_DATA ENTRIES:_

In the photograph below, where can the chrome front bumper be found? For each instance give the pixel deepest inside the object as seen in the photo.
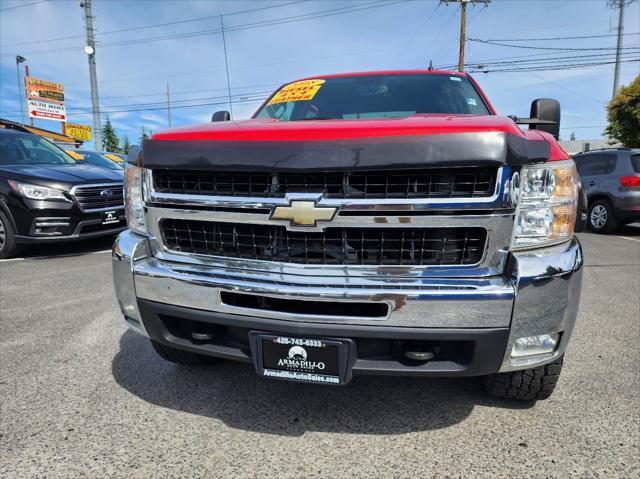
(539, 294)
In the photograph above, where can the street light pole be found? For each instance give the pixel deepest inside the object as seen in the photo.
(90, 50)
(19, 60)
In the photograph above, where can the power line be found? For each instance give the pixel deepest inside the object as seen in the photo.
(554, 38)
(22, 5)
(478, 40)
(480, 65)
(157, 25)
(246, 26)
(573, 66)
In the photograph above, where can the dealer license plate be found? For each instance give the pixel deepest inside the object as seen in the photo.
(323, 361)
(110, 217)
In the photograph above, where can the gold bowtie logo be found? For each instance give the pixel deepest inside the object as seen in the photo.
(303, 213)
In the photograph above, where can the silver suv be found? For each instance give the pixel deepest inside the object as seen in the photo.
(611, 179)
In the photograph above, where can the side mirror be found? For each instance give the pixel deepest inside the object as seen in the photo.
(547, 111)
(221, 116)
(544, 116)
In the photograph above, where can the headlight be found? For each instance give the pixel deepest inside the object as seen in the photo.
(547, 199)
(133, 200)
(35, 192)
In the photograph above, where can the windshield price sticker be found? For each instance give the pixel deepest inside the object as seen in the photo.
(298, 91)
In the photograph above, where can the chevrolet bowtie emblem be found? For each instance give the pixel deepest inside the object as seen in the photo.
(303, 213)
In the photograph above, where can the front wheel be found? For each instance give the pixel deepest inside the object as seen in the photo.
(526, 385)
(7, 237)
(601, 217)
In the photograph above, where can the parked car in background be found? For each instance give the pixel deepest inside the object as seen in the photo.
(46, 195)
(95, 158)
(611, 179)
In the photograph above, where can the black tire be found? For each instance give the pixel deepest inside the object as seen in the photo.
(8, 246)
(526, 385)
(185, 358)
(601, 217)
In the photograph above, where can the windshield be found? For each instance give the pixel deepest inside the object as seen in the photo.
(28, 149)
(379, 96)
(95, 158)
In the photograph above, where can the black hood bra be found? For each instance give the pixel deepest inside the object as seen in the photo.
(416, 151)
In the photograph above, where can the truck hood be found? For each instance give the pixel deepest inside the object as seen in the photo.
(310, 130)
(60, 176)
(411, 142)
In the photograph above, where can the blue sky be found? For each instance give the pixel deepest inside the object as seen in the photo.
(135, 65)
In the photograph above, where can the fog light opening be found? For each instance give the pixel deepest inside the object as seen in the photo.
(534, 345)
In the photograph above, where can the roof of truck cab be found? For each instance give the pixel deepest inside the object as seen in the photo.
(387, 72)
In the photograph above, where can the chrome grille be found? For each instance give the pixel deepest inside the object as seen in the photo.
(463, 182)
(333, 246)
(92, 198)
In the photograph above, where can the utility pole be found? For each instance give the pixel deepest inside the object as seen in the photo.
(463, 25)
(616, 74)
(168, 105)
(19, 60)
(26, 73)
(90, 50)
(226, 65)
(463, 34)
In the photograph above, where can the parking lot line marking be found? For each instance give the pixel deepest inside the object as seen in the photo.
(630, 239)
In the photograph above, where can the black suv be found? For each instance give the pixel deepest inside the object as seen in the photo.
(611, 179)
(46, 196)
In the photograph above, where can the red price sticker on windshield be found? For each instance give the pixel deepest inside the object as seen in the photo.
(297, 91)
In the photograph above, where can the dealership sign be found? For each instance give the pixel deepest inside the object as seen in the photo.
(79, 132)
(45, 99)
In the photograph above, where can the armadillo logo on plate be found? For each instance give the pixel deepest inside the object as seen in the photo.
(297, 91)
(297, 360)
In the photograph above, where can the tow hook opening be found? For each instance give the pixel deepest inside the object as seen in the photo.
(417, 352)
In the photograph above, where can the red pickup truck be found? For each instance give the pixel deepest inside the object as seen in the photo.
(367, 223)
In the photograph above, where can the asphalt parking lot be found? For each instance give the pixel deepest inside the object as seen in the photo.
(83, 397)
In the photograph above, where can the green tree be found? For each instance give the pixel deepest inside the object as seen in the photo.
(624, 115)
(125, 145)
(143, 135)
(110, 140)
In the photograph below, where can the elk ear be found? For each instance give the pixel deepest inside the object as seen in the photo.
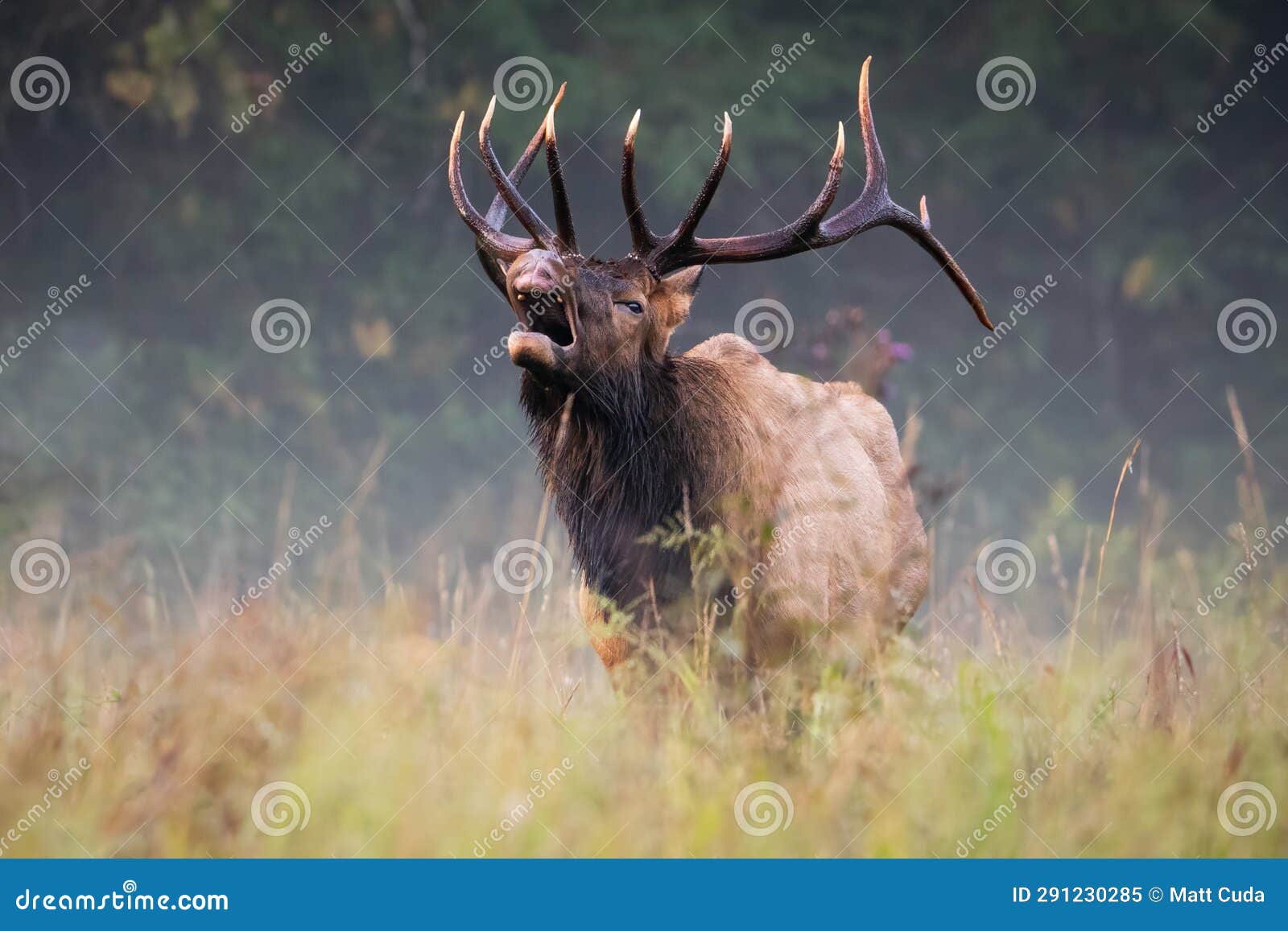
(682, 287)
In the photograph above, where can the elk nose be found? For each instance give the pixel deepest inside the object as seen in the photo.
(543, 277)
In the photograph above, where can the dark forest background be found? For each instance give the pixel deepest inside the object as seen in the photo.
(146, 418)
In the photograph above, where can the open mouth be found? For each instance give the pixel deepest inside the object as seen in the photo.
(547, 319)
(549, 313)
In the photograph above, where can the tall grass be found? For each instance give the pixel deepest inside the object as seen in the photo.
(416, 725)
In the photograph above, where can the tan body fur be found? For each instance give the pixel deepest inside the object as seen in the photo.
(822, 465)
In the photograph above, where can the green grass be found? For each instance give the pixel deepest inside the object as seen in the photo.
(411, 744)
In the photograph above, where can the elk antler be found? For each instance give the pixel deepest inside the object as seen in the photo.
(811, 231)
(680, 248)
(487, 229)
(495, 216)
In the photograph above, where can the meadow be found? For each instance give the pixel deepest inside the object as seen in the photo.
(1098, 712)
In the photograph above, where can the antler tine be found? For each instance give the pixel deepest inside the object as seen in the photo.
(873, 208)
(643, 238)
(489, 237)
(564, 212)
(497, 212)
(513, 199)
(684, 232)
(920, 231)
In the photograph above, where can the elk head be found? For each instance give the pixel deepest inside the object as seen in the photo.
(584, 317)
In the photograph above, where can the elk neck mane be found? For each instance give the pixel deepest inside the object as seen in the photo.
(635, 448)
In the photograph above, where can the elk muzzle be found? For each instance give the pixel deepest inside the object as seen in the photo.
(544, 299)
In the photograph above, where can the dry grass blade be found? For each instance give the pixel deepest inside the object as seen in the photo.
(1113, 510)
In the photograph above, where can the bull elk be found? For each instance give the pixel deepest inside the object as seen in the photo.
(629, 435)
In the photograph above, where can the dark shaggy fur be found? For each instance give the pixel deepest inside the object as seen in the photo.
(635, 442)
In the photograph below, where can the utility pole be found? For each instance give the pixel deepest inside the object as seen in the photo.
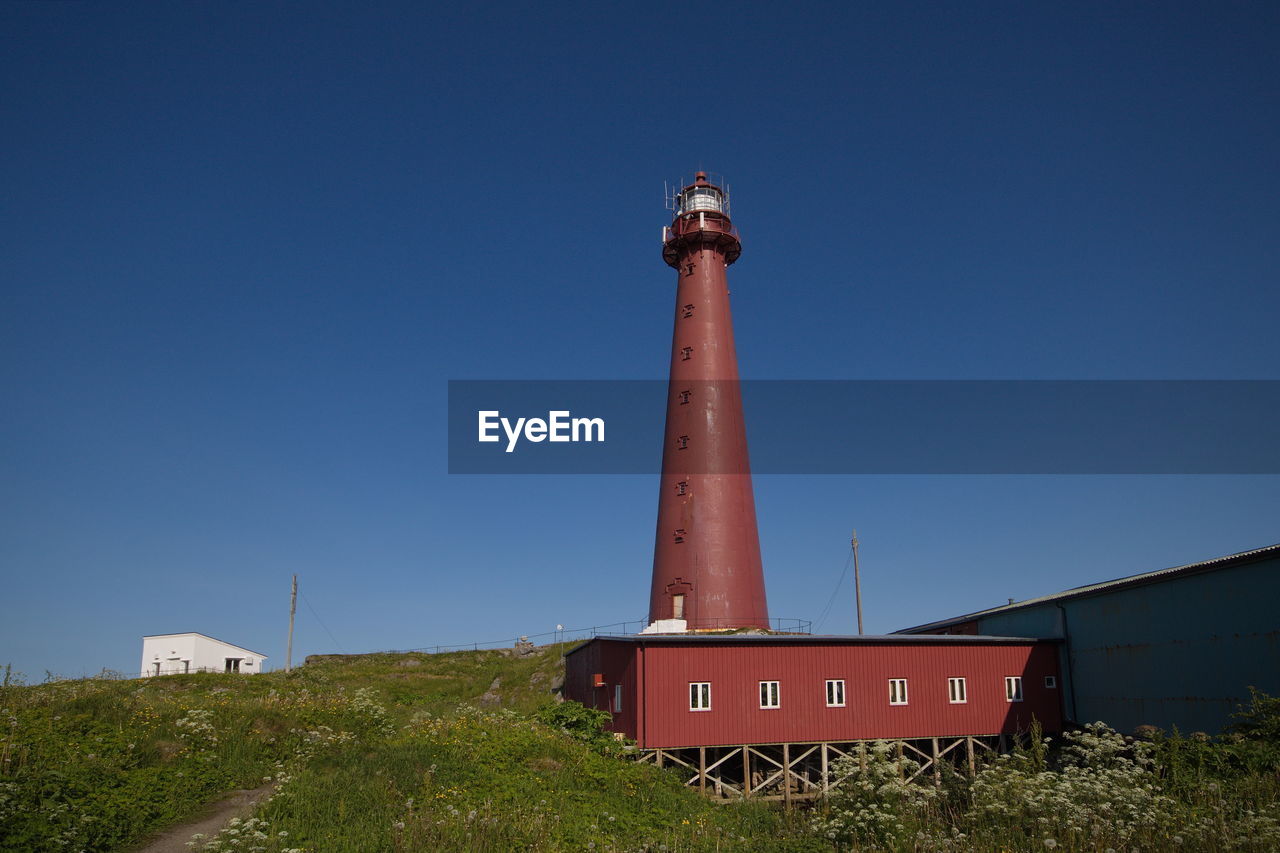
(293, 609)
(858, 583)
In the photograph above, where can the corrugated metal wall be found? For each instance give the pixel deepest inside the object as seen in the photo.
(1176, 652)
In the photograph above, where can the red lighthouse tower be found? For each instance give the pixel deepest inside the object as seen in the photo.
(707, 571)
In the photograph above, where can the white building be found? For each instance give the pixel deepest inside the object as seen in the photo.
(192, 652)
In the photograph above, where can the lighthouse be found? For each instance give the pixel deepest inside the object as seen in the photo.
(707, 573)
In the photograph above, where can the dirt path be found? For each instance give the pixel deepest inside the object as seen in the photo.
(236, 804)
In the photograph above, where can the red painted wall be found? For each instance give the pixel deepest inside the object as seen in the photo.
(656, 676)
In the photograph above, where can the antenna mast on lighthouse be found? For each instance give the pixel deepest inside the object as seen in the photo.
(707, 573)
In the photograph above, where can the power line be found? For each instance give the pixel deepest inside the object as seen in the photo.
(337, 644)
(833, 593)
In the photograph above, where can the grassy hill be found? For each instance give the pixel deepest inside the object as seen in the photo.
(467, 751)
(375, 752)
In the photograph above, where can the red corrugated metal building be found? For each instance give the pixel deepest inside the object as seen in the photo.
(680, 690)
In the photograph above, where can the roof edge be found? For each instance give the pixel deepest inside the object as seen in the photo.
(1100, 588)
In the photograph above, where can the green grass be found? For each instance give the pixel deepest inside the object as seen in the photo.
(467, 751)
(378, 752)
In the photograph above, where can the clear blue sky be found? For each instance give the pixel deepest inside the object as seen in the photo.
(243, 247)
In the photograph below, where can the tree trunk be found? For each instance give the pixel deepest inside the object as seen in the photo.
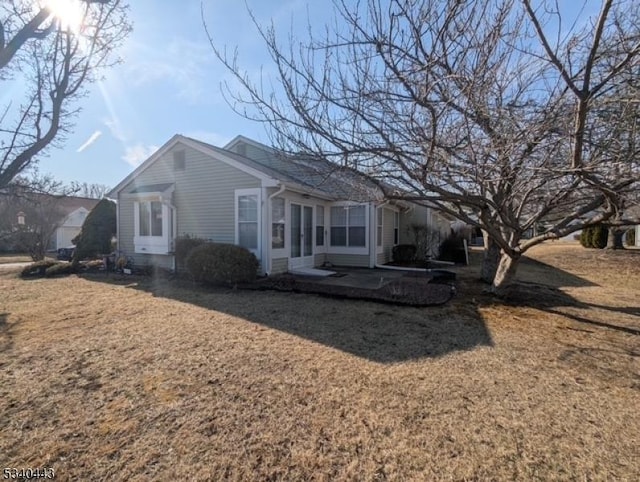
(490, 260)
(615, 238)
(505, 275)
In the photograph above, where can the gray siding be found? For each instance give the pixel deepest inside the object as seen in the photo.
(418, 215)
(358, 260)
(279, 265)
(387, 236)
(204, 198)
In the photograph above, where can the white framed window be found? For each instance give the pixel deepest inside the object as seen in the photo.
(319, 225)
(348, 226)
(396, 228)
(277, 223)
(150, 222)
(153, 226)
(248, 219)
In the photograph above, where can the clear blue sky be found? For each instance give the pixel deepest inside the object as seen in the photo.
(169, 82)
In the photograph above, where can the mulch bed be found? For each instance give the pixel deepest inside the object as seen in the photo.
(408, 290)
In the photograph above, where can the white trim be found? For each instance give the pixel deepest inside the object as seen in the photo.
(179, 139)
(152, 244)
(379, 239)
(240, 138)
(250, 192)
(356, 250)
(322, 249)
(302, 261)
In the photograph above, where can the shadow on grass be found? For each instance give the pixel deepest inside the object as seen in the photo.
(377, 332)
(384, 333)
(5, 333)
(553, 277)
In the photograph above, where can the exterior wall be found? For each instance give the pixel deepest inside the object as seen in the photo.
(356, 260)
(387, 236)
(69, 229)
(424, 215)
(204, 199)
(279, 265)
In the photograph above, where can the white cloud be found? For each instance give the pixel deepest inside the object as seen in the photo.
(187, 64)
(92, 138)
(212, 138)
(115, 127)
(137, 154)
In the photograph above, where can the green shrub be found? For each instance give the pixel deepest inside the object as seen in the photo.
(594, 236)
(60, 269)
(97, 231)
(226, 264)
(37, 269)
(452, 249)
(403, 253)
(183, 247)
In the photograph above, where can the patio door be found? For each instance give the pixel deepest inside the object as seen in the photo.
(301, 237)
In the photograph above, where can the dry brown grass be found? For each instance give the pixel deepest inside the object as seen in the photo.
(136, 380)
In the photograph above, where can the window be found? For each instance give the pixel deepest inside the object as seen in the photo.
(178, 160)
(277, 223)
(248, 221)
(348, 226)
(154, 226)
(150, 218)
(319, 225)
(396, 228)
(379, 227)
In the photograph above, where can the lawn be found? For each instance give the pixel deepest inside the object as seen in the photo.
(8, 258)
(138, 379)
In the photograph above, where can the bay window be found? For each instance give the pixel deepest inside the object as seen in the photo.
(153, 227)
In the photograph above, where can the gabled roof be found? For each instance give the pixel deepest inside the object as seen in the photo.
(207, 149)
(313, 175)
(306, 174)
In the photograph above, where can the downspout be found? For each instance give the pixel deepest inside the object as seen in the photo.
(267, 261)
(174, 230)
(373, 228)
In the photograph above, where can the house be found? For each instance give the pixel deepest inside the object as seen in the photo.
(292, 213)
(75, 211)
(56, 220)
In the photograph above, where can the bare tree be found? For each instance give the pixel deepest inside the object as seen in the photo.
(487, 109)
(31, 213)
(90, 190)
(49, 55)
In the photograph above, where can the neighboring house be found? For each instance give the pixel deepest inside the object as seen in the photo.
(57, 219)
(292, 213)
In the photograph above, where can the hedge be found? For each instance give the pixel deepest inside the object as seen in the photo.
(225, 264)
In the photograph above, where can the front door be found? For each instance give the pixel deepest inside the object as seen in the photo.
(301, 236)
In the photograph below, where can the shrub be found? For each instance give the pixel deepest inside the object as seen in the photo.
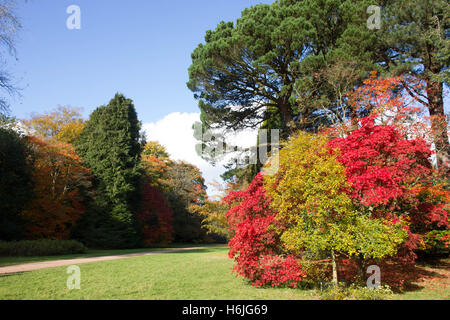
(29, 248)
(255, 244)
(353, 292)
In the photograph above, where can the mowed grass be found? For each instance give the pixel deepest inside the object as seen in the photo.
(10, 261)
(202, 274)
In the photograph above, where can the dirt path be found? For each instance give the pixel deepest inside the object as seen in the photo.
(68, 262)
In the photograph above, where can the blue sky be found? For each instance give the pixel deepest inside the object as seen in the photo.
(139, 48)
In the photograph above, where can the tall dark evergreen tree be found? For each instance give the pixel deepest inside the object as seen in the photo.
(15, 183)
(110, 147)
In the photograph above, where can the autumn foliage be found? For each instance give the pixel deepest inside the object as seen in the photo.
(369, 198)
(255, 245)
(60, 180)
(155, 216)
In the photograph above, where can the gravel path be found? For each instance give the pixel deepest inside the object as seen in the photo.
(69, 262)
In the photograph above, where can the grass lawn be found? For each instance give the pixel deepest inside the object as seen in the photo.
(199, 274)
(10, 261)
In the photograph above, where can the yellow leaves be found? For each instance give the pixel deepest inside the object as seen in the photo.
(308, 194)
(63, 124)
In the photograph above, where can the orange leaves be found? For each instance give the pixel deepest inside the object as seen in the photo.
(59, 181)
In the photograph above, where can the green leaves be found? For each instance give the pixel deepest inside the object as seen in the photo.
(109, 145)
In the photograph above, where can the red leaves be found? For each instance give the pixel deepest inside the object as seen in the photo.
(380, 162)
(255, 244)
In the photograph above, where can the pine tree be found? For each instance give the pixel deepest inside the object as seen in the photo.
(109, 145)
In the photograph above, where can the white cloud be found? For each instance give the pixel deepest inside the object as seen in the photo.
(175, 132)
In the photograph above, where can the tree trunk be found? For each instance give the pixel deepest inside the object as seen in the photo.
(439, 123)
(333, 264)
(287, 118)
(361, 269)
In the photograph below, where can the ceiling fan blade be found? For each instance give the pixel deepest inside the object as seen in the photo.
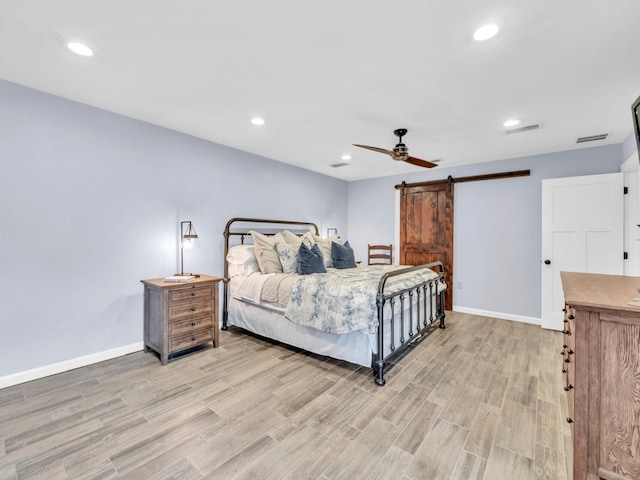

_THE TASK:_ Gather every line of the rows above that contains the word "door", and copy each one. Case counts.

_TASK SOLUTION:_
In the photograph above, where can the patio door be found? For each instance give the pixel deepest inside the object as seen in the photo.
In the photograph above, where can the front door be found? For each instance give the pixel deepest inside the object as seen in the photo.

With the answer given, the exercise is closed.